*** Opening Entries shown ***
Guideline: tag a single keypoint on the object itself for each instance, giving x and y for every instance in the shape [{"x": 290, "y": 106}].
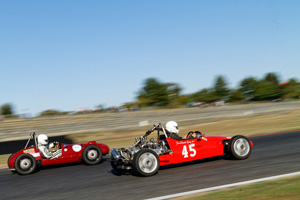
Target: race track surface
[{"x": 272, "y": 155}]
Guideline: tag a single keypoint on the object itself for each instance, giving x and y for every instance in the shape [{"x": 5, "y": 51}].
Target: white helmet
[
  {"x": 43, "y": 139},
  {"x": 172, "y": 127}
]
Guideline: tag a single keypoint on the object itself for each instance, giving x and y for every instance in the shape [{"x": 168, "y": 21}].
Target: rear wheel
[
  {"x": 92, "y": 155},
  {"x": 239, "y": 147},
  {"x": 25, "y": 164},
  {"x": 114, "y": 165},
  {"x": 146, "y": 162}
]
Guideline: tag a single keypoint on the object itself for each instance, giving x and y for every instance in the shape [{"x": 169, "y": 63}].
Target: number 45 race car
[
  {"x": 145, "y": 157},
  {"x": 26, "y": 160}
]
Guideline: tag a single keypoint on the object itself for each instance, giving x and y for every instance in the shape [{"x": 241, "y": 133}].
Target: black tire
[
  {"x": 239, "y": 147},
  {"x": 115, "y": 167},
  {"x": 92, "y": 155},
  {"x": 145, "y": 162},
  {"x": 25, "y": 164}
]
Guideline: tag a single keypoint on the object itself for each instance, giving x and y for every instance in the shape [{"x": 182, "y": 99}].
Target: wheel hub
[
  {"x": 92, "y": 154},
  {"x": 25, "y": 163},
  {"x": 241, "y": 147},
  {"x": 147, "y": 162}
]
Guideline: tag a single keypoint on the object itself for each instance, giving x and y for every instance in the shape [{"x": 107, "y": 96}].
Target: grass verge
[{"x": 282, "y": 189}]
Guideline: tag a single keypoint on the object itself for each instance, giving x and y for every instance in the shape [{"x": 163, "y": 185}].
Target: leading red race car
[
  {"x": 26, "y": 160},
  {"x": 145, "y": 157}
]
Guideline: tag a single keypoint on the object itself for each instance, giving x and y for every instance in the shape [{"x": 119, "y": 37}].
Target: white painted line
[{"x": 223, "y": 186}]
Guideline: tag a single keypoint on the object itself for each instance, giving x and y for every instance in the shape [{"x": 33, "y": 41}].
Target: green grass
[{"x": 282, "y": 189}]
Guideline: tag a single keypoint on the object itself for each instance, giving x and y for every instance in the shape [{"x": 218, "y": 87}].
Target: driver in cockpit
[
  {"x": 172, "y": 132},
  {"x": 42, "y": 146}
]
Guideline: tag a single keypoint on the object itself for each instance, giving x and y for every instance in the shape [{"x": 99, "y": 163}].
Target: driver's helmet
[
  {"x": 172, "y": 127},
  {"x": 43, "y": 139},
  {"x": 198, "y": 134}
]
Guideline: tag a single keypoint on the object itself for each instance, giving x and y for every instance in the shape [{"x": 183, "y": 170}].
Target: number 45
[{"x": 191, "y": 149}]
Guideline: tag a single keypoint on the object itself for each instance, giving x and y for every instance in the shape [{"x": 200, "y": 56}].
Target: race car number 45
[{"x": 192, "y": 152}]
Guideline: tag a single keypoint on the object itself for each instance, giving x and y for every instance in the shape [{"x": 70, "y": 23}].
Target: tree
[
  {"x": 272, "y": 78},
  {"x": 220, "y": 87},
  {"x": 153, "y": 93},
  {"x": 266, "y": 90},
  {"x": 290, "y": 89},
  {"x": 6, "y": 109},
  {"x": 236, "y": 95},
  {"x": 248, "y": 84}
]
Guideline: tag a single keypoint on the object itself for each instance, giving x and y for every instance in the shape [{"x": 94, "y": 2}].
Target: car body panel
[{"x": 70, "y": 153}]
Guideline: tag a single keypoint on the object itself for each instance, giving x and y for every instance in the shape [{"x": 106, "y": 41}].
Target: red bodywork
[
  {"x": 70, "y": 153},
  {"x": 194, "y": 149}
]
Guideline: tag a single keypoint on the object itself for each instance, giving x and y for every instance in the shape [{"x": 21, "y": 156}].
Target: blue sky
[{"x": 71, "y": 54}]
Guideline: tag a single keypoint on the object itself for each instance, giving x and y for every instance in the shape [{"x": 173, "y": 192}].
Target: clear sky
[{"x": 71, "y": 54}]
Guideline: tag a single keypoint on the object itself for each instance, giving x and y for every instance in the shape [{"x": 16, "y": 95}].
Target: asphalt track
[{"x": 272, "y": 155}]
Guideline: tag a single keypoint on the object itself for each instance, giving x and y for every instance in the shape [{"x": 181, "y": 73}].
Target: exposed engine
[{"x": 125, "y": 155}]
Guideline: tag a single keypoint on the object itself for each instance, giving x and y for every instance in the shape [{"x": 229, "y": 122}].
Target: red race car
[
  {"x": 26, "y": 160},
  {"x": 146, "y": 156}
]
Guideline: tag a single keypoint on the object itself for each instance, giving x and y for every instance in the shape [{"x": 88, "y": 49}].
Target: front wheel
[
  {"x": 146, "y": 162},
  {"x": 239, "y": 147},
  {"x": 25, "y": 164},
  {"x": 92, "y": 155}
]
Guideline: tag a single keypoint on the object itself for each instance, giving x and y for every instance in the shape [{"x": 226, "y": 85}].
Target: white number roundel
[{"x": 76, "y": 147}]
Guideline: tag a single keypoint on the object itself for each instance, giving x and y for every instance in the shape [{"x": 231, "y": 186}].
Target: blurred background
[{"x": 108, "y": 70}]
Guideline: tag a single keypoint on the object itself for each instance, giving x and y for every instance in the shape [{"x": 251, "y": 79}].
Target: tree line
[
  {"x": 155, "y": 93},
  {"x": 158, "y": 94}
]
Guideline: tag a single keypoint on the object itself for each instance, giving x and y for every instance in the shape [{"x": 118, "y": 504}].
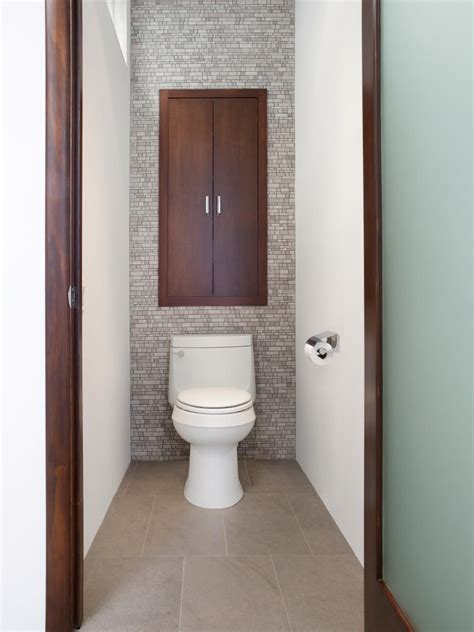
*** Closing Entries shown ***
## Description of the task
Print the data exactly as written, dropping any images it holds.

## Result for this exercise
Guideline: tag a single keypoint on the object itself for each instance, giving x and y for every instance in the shape [{"x": 290, "y": 106}].
Target: race track surface
[{"x": 272, "y": 155}]
Guideline: tag a single keypoint on the object itself for each instance, giving x and y for every instance in the shape [{"x": 5, "y": 51}].
Target: white helmet
[
  {"x": 43, "y": 139},
  {"x": 172, "y": 127}
]
Guideline: tag a single keypoint on the object itself for each instance, giving x and y for every instance in the shape [{"x": 168, "y": 21}].
Target: rear wheel
[
  {"x": 92, "y": 155},
  {"x": 239, "y": 147},
  {"x": 25, "y": 164},
  {"x": 114, "y": 165},
  {"x": 146, "y": 162}
]
Guideline: tag a single keypoint on the object itself for each instance, giving x and y for every instance in the shape [{"x": 169, "y": 63}].
Target: number 45 race car
[
  {"x": 145, "y": 157},
  {"x": 26, "y": 160}
]
Guideline: tag a single keypoint on the object itself for each instance, giving x and y for every instance in the shape [{"x": 241, "y": 133}].
Target: black tire
[
  {"x": 239, "y": 147},
  {"x": 115, "y": 167},
  {"x": 92, "y": 155},
  {"x": 145, "y": 162},
  {"x": 25, "y": 164}
]
Guideline: tag a single keypoint on the object itself for each instance, giving x and y for every instance in the shape [{"x": 182, "y": 99}].
Target: wheel hub
[
  {"x": 92, "y": 154},
  {"x": 25, "y": 163},
  {"x": 241, "y": 147},
  {"x": 147, "y": 162}
]
Guideline: tag a single keypoint on the object itself for each instance, giving x and y for every instance in the shape [{"x": 107, "y": 96}].
Target: grass verge
[{"x": 282, "y": 189}]
Guideline: tag a single keypoint on the object itself for each instance, giving x and y for every instance in the shape [{"x": 163, "y": 185}].
Target: leading red race car
[
  {"x": 26, "y": 160},
  {"x": 145, "y": 157}
]
Guideline: tag a single keypoint on the object itself for each instance, giving x and y for every instance in the shape [{"x": 119, "y": 37}].
Target: white painted line
[{"x": 223, "y": 186}]
Guideline: tag a single keypoint on the object itself for each instance, giving x and y for every instance in the shape [{"x": 33, "y": 41}].
Target: green grass
[{"x": 282, "y": 189}]
Guideline: tag a single keypoint on the object itself for each instance, giving x and y for every instance in the shape [{"x": 218, "y": 87}].
Target: driver in cockpit
[
  {"x": 172, "y": 132},
  {"x": 42, "y": 146}
]
Guideline: tag a single keypoint on the object itself for each instance, giving x and y for every instance in the shape [{"x": 99, "y": 163}].
Target: driver's helmet
[
  {"x": 172, "y": 127},
  {"x": 43, "y": 139},
  {"x": 198, "y": 134}
]
Guideline: tag a single keypoint on the object itself for each instance, giving x and y for every instance in the shape [{"x": 183, "y": 170}].
Target: number 45
[{"x": 191, "y": 149}]
Guideline: tag a single keypoint on the object itself for each instance, giving x and y for every instance in the shape [{"x": 200, "y": 56}].
Target: race car number 45
[{"x": 192, "y": 152}]
Guideline: tag a single keypoint on the object itself for each instance, giving x and y for every instance in the shape [{"x": 70, "y": 23}].
Target: tree
[
  {"x": 272, "y": 78},
  {"x": 220, "y": 87},
  {"x": 153, "y": 93},
  {"x": 266, "y": 90},
  {"x": 290, "y": 89},
  {"x": 6, "y": 109},
  {"x": 236, "y": 95},
  {"x": 248, "y": 84}
]
Guideline: tag a single keypoint on the object itself for each instance, giving x and y for every instance in the shape [{"x": 94, "y": 2}].
Target: car body panel
[{"x": 70, "y": 153}]
Guideline: tag a single keypoint on the object itself for each instance, giving x and y for every instance in the shape [{"x": 106, "y": 41}].
Target: red bodywork
[
  {"x": 70, "y": 153},
  {"x": 194, "y": 149}
]
Guideline: tag a single keypoint on the object itself for each instance, giving x and y for every instance in the shape [{"x": 21, "y": 156}].
Target: blue sky
[{"x": 71, "y": 54}]
Guideline: tag a single keypoint on the object itself for each instance, giving x and y for every instance in the shape [{"x": 173, "y": 192}].
Target: clear sky
[{"x": 71, "y": 54}]
Guideline: tag a single keypoint on the object itself for each instance, giving x and y for every instance in the shape [{"x": 16, "y": 95}].
Target: asphalt track
[{"x": 272, "y": 155}]
Guideline: tag a single keypoint on the object itself for each instance, giving x and y for every instance in the shape [{"x": 181, "y": 73}].
Target: exposed engine
[{"x": 125, "y": 155}]
Guideline: tag a single keypoint on the object itself for each instance, giving x and y for every instance in the shape [{"x": 229, "y": 122}].
Target: red race car
[
  {"x": 26, "y": 160},
  {"x": 146, "y": 156}
]
Guideline: tag a single keypoint on the object itself for each instance, giving x and y for every instance in the shape [{"x": 88, "y": 49}].
Target: front wheel
[
  {"x": 146, "y": 162},
  {"x": 239, "y": 147},
  {"x": 25, "y": 164},
  {"x": 92, "y": 155}
]
Guideline: tag a single keypoint on the object itself for each instance, giving x and y for every instance in the shape [{"x": 226, "y": 85}].
Target: white number roundel
[{"x": 76, "y": 147}]
Guideline: tag a single keypoint on the object itself for each instance, giving x and y for every instance in the shape [{"x": 231, "y": 186}].
Target: blurred background
[{"x": 108, "y": 70}]
Guideline: tag a single keypoint on the object itself for each instance, giving x and y for every instance in the shape [{"x": 251, "y": 79}].
Target: tree line
[
  {"x": 155, "y": 93},
  {"x": 158, "y": 94}
]
Guideline: tag a single keypoint on the object itself for each instance, giving x and y for every instance in the shape [{"x": 118, "y": 504}].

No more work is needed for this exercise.